··· Dataset rows ···

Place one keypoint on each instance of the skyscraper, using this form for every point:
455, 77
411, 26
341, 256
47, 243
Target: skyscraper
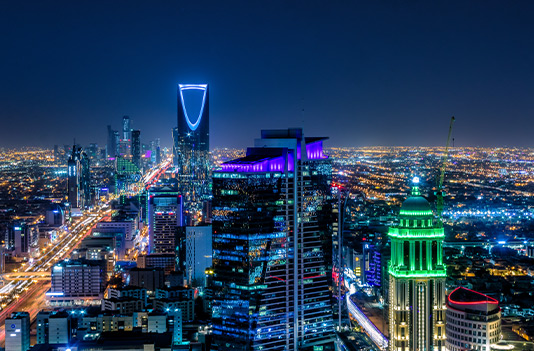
270, 278
17, 330
112, 143
125, 147
191, 149
417, 278
136, 148
165, 218
79, 178
126, 130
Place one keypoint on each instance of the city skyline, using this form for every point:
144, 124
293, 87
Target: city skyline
364, 74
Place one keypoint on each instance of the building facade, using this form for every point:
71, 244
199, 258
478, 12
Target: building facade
76, 281
136, 148
416, 278
165, 217
17, 330
198, 254
191, 149
270, 278
473, 321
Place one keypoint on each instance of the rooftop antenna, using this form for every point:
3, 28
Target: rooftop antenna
439, 191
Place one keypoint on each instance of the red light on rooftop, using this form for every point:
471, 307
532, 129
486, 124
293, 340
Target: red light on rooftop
488, 299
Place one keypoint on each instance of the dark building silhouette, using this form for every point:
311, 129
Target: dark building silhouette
270, 276
191, 148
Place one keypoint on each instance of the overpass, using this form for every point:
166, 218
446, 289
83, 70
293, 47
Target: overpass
26, 276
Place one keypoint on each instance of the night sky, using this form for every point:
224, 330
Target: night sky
361, 72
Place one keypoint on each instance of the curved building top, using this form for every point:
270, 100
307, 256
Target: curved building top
463, 299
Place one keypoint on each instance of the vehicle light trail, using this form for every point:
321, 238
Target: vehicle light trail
378, 338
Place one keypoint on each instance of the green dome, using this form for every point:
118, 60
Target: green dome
416, 206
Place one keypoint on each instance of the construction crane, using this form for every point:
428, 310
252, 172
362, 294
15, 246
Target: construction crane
439, 191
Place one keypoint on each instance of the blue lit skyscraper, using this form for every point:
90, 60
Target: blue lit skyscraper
191, 147
270, 278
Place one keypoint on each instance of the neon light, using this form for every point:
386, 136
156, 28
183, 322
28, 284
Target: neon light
418, 274
202, 87
416, 234
489, 299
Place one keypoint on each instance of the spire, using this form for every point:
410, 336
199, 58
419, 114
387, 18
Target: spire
415, 186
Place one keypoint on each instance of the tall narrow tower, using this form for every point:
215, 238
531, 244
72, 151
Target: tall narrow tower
417, 278
191, 147
270, 279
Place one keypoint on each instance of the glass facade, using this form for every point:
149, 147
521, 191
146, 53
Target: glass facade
417, 279
191, 148
270, 278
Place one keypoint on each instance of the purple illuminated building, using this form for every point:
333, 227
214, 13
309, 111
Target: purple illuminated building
270, 275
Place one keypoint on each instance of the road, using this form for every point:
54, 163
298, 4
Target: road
374, 333
28, 294
33, 302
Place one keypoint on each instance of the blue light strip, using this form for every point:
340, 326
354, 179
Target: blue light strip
202, 87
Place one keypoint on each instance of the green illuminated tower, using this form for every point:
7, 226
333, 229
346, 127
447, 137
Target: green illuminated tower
417, 278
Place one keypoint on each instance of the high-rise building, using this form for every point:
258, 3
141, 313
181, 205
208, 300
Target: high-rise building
136, 148
56, 153
165, 218
417, 278
270, 279
198, 253
79, 178
76, 281
126, 129
473, 321
17, 329
125, 143
112, 143
18, 238
191, 149
54, 216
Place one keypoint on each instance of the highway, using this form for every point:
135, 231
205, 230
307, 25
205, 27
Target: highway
378, 338
26, 288
27, 293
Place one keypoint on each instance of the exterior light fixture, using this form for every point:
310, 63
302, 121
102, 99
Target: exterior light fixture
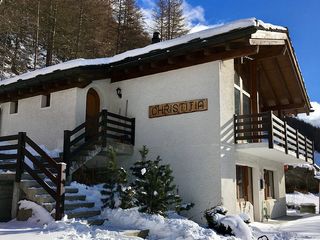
119, 93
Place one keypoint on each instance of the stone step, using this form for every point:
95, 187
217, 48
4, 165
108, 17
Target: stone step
40, 190
27, 176
96, 222
69, 206
33, 183
46, 198
83, 213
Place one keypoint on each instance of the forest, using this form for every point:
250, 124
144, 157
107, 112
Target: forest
39, 33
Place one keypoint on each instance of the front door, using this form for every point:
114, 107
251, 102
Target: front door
92, 113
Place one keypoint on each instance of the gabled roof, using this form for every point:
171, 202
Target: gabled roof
150, 49
249, 38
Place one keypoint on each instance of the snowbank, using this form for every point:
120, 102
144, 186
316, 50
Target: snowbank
297, 198
174, 227
220, 29
52, 153
314, 117
239, 228
305, 228
93, 193
39, 214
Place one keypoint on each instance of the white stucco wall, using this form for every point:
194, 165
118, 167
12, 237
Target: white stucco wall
199, 146
277, 206
228, 166
44, 125
189, 142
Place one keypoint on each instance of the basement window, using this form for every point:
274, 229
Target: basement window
244, 183
269, 184
45, 100
14, 107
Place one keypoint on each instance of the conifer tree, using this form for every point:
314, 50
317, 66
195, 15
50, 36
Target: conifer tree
154, 189
115, 192
169, 19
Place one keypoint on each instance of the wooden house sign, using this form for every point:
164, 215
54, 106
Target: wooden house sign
168, 109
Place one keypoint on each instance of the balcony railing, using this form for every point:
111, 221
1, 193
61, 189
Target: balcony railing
266, 127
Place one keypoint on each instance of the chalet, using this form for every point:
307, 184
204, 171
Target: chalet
213, 104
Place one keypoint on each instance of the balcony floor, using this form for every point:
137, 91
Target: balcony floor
276, 154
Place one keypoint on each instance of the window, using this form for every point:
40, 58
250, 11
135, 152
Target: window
269, 184
241, 96
244, 183
14, 107
45, 100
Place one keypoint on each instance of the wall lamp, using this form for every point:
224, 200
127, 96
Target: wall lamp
119, 92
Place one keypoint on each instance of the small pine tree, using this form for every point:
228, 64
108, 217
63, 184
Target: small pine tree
154, 188
115, 191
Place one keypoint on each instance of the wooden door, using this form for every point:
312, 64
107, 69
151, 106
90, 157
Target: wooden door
92, 113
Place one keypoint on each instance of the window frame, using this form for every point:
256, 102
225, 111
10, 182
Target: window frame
247, 183
269, 190
45, 101
242, 93
14, 107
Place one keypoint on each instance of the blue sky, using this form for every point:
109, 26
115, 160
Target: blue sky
302, 17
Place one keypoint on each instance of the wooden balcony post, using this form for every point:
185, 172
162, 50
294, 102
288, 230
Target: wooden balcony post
270, 134
235, 128
66, 150
285, 137
60, 197
20, 155
313, 157
133, 130
306, 148
104, 127
297, 143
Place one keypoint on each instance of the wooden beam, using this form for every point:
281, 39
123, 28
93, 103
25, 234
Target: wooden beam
270, 52
254, 87
284, 107
264, 72
283, 80
194, 59
266, 42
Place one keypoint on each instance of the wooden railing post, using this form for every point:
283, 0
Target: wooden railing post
66, 150
104, 127
133, 130
60, 191
20, 155
306, 148
313, 155
235, 128
285, 137
270, 134
297, 143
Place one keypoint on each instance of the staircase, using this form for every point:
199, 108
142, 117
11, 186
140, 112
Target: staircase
46, 181
75, 205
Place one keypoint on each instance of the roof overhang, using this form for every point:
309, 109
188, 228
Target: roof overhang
253, 42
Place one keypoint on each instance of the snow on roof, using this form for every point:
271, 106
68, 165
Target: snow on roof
239, 24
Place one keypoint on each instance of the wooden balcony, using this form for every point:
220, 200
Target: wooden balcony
266, 129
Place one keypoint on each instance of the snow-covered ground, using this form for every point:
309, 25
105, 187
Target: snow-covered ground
297, 198
305, 228
42, 226
173, 227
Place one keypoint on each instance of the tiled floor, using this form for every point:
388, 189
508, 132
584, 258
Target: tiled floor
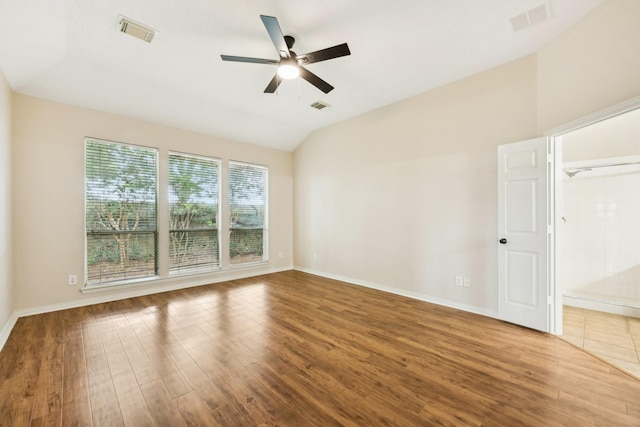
611, 337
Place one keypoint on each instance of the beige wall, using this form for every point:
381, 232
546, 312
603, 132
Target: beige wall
405, 198
594, 65
6, 296
48, 203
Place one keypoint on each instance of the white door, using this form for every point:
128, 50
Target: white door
523, 233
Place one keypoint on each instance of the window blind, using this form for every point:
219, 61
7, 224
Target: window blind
247, 213
193, 212
120, 211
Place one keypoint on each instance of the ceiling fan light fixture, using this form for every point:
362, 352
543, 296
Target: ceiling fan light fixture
288, 69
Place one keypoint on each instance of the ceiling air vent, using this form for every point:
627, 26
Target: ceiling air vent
529, 19
135, 29
319, 105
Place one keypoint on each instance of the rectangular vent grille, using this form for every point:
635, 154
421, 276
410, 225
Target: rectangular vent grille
529, 19
136, 29
319, 105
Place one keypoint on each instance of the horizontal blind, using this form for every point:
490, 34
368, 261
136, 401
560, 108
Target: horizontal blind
121, 211
194, 184
247, 213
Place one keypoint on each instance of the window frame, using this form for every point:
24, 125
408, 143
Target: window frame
265, 223
88, 284
190, 270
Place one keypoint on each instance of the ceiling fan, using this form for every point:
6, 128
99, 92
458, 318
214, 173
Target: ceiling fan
290, 64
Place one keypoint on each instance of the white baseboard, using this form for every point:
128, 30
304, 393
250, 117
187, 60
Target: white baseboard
597, 305
7, 328
132, 292
404, 293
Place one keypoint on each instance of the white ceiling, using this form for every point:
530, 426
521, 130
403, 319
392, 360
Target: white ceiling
72, 52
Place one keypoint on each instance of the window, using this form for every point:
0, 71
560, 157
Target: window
121, 209
247, 213
193, 212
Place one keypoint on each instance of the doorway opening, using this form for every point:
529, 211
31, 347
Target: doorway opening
598, 252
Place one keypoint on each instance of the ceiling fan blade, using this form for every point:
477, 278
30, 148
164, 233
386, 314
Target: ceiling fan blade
273, 28
273, 84
315, 80
246, 59
324, 54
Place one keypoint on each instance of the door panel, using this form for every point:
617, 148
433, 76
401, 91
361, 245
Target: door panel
523, 233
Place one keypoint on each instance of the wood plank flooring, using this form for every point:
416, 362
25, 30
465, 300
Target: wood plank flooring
294, 349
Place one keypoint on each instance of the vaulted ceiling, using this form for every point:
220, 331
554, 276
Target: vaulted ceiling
72, 51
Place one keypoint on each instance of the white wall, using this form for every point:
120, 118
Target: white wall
602, 210
602, 233
6, 295
405, 197
48, 203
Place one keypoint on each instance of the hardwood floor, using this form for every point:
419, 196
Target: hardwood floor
295, 349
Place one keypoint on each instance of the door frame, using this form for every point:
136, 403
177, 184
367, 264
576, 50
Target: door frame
556, 198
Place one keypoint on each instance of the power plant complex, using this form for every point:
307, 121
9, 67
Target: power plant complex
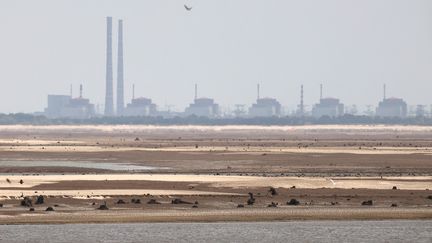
66, 106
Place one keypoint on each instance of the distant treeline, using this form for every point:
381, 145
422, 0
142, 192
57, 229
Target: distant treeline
28, 119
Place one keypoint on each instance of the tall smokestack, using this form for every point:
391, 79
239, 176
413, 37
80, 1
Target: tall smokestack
301, 101
320, 92
120, 82
109, 103
257, 91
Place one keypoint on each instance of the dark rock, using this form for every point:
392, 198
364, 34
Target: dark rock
40, 199
251, 199
367, 203
294, 202
26, 202
103, 207
137, 201
179, 201
153, 201
272, 205
273, 191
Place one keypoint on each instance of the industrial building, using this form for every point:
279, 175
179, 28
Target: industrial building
202, 107
56, 103
391, 107
327, 107
140, 107
265, 107
64, 106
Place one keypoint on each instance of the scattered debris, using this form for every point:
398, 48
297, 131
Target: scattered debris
103, 206
26, 202
120, 201
367, 203
251, 199
272, 205
153, 201
179, 201
40, 199
273, 191
136, 200
294, 202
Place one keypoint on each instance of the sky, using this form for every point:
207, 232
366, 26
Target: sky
352, 47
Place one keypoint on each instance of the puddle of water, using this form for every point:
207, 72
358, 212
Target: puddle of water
80, 164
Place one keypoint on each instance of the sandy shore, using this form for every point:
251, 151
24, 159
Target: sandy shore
384, 183
290, 172
198, 215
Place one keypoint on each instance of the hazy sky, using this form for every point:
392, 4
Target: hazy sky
226, 46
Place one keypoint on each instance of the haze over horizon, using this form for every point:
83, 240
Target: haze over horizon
227, 47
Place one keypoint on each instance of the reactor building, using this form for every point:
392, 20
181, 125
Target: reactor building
64, 106
391, 107
265, 107
202, 107
330, 107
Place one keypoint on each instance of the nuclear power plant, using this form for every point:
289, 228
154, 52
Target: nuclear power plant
265, 106
66, 106
330, 107
202, 106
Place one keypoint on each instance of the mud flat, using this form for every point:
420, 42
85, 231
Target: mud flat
214, 173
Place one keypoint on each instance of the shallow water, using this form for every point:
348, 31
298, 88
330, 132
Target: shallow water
292, 231
79, 164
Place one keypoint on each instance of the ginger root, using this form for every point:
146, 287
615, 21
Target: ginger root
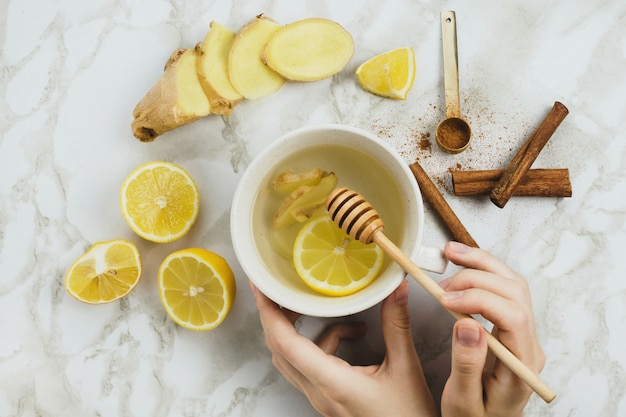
309, 50
227, 67
175, 100
248, 73
302, 203
213, 69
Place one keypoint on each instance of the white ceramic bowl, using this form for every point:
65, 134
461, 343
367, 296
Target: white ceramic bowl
362, 162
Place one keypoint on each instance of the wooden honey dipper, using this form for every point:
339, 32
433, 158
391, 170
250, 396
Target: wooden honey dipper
357, 218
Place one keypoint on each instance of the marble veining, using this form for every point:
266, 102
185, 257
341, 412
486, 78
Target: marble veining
71, 73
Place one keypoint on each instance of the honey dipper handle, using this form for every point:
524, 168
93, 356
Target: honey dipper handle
498, 349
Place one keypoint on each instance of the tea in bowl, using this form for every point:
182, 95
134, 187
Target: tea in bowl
361, 162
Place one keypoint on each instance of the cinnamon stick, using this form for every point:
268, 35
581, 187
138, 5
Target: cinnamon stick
441, 207
520, 164
536, 182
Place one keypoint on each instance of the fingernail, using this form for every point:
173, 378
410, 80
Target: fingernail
451, 296
253, 288
468, 336
401, 295
444, 283
458, 247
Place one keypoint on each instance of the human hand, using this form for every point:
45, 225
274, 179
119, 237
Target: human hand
479, 385
335, 388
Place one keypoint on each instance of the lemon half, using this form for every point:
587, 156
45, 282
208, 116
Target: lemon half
160, 201
197, 288
106, 272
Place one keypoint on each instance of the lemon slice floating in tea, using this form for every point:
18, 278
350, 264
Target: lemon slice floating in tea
197, 288
331, 262
390, 74
160, 201
106, 272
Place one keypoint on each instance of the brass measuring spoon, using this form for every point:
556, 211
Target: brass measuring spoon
453, 134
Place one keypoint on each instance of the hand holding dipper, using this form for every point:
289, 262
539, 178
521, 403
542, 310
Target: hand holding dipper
357, 218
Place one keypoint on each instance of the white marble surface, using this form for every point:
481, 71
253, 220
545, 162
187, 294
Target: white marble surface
71, 73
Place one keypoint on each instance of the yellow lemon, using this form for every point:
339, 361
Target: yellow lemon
160, 201
390, 74
106, 272
331, 262
197, 288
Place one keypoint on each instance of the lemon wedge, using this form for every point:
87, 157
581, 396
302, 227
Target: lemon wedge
331, 262
390, 74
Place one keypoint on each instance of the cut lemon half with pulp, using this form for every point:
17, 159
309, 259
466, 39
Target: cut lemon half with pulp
331, 262
106, 272
160, 201
390, 74
197, 288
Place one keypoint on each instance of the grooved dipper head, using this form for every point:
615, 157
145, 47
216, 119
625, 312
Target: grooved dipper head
353, 214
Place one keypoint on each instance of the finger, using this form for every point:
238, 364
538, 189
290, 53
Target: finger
464, 388
511, 289
396, 327
476, 258
333, 335
515, 328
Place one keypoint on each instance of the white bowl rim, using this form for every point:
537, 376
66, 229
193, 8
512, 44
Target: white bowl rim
244, 244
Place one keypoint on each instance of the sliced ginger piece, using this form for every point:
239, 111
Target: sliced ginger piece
213, 69
175, 100
288, 181
248, 73
303, 202
309, 49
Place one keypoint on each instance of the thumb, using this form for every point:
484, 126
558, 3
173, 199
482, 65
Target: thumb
469, 353
396, 327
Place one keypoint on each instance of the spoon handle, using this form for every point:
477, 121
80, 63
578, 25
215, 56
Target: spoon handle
498, 349
450, 64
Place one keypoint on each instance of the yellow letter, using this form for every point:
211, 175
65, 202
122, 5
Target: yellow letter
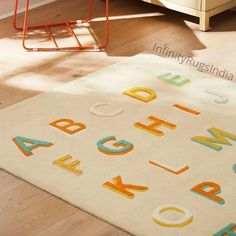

···

== What you should do ==
Identify every line in the entries above that contains the string "vent", and copy each one. Case counts.

== Problem solution ==
Place one keypoint on each instance of the ceiling air vent, using this form for every point:
Target: ceiling air vent
Place one keypoint on each instance of the rectangular vent grille, using this form for every point:
Target: rectangular vent grille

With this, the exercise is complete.